= What this task involves =
For the listing below, output exactly the lines from the line with "Point out every instance of the metal" up to and including the line with "Point out every instance of the worker in", and no other lines.

= Record extracts =

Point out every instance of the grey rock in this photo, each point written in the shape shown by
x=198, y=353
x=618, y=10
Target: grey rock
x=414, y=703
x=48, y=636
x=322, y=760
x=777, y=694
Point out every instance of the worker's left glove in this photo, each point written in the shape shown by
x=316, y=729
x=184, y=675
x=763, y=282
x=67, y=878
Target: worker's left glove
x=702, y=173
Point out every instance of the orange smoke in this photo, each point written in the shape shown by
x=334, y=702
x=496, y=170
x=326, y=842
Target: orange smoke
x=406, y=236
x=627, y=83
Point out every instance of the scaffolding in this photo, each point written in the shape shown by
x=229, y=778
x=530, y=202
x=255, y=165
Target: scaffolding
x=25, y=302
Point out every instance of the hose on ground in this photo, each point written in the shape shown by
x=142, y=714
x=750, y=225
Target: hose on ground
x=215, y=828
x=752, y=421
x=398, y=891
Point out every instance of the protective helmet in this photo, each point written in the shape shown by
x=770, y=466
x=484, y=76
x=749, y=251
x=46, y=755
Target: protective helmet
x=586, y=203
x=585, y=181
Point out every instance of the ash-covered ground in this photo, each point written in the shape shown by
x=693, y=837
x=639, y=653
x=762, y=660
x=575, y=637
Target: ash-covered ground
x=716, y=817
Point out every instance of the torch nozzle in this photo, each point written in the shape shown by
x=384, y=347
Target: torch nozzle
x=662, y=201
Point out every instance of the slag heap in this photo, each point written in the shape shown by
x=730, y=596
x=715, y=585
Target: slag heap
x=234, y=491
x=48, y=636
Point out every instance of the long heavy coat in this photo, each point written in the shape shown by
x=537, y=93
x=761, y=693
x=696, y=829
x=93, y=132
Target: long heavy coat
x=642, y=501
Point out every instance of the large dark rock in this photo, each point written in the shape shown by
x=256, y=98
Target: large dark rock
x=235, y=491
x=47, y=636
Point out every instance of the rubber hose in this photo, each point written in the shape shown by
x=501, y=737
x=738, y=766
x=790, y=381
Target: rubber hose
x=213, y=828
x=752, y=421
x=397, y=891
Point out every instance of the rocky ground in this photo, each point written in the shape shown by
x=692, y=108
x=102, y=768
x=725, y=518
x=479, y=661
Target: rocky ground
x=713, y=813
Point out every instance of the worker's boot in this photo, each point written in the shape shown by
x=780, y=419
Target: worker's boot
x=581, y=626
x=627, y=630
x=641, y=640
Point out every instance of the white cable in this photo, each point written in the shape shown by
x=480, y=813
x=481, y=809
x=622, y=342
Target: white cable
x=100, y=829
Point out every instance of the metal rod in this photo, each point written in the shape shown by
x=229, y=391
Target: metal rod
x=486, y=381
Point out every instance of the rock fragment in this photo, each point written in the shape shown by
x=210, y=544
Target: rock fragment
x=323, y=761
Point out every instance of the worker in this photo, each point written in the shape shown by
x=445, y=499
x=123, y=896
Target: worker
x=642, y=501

---

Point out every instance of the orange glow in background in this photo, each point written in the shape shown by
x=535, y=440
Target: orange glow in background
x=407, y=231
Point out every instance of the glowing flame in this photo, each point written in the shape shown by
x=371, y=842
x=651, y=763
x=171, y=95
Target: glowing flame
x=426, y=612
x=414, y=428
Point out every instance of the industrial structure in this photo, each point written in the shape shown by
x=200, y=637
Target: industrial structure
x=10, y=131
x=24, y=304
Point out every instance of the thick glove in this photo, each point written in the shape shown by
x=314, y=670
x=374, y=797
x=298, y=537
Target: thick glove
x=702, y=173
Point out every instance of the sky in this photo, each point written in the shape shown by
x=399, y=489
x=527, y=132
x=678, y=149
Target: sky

= Reply to the task =
Point out every instance of the metal rod in this photo, each point written in the shape shown by
x=229, y=391
Target: metal rod
x=486, y=381
Point out every instance of the rock fragment in this photo, each point written in the shape shown by
x=210, y=544
Target: rock fragment
x=323, y=761
Point out every instance of the worker in this photo, each point written in the shape shown by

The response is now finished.